Passage provided

1885–1922
- Seats: 1
- Created from: County Cork
- Replaced by: Cork Mid, North, South, South East and West

= South Cork (UK Parliament constituency) =

UK parliamentary constituency in Ireland, 1885–1922

South Cork, formally the Southern division of County Cork, was a parliamentary constituency in Ireland, represented in the Parliament of the United Kingdom. From 1885 to 1922 it returned one Member of Parliament (MP) to the House of Commons of the United Kingdom of Great Britain and Ireland.

Until the 1885 general election the area was part of the County Cork constituency. From 1922, on the establishment of the Irish Free State, it was not represented in the UK Parliament.

Tasks to perform
**a)** Answer these questions using the passage on the South Cork constituency:
(i) How many Members of Parliament did South Cork return to the House of Commons?
(ii) Of which constituency was the area part until the 1885 general election?
(iii) What event in 1922 ended the area's representation in the UK Parliament?
**b)** From the passage on the South Cork constituency, extract the part that opens with the words containing "UK parliamentary constituency" and closes with "Britain and Ireland.".
**c)** Continue the passage on the South Cork constituency from the point where it stops.

Source material
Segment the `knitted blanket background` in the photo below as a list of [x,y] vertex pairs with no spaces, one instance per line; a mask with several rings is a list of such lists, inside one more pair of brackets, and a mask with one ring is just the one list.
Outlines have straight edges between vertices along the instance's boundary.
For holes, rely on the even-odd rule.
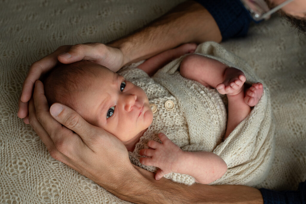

Per-task outputs
**a)**
(i) One.
(ii) The County Cork constituency.
(iii) The establishment of the Irish Free State.

**b)**
UK parliamentary constituency in Ireland, 1885–1922

South Cork, formally the Southern division of County Cork, was a parliamentary constituency in Ireland, represented in the Parliament of the United Kingdom. From 1885 to 1922 it returned one Member of Parliament (MP) to the House of Commons of the United Kingdom of Great Britain and Ireland.

**c)**
==Boundaries==
This constituency comprised the southern part of County Cork, consisting of the barony of East Carbery, West Division, that part of the barony of Ibane and Barryroe not contained within the constituency of South East Cork, that part of the barony of West Carbery, East Division not contained within the constituency of West Cork, and that part of the barony of East Carbery, East Division contained within the parishes of Ballymoney, Desert, Desertserges, Island, Kilgarriff, Kilnagross and Templebryan.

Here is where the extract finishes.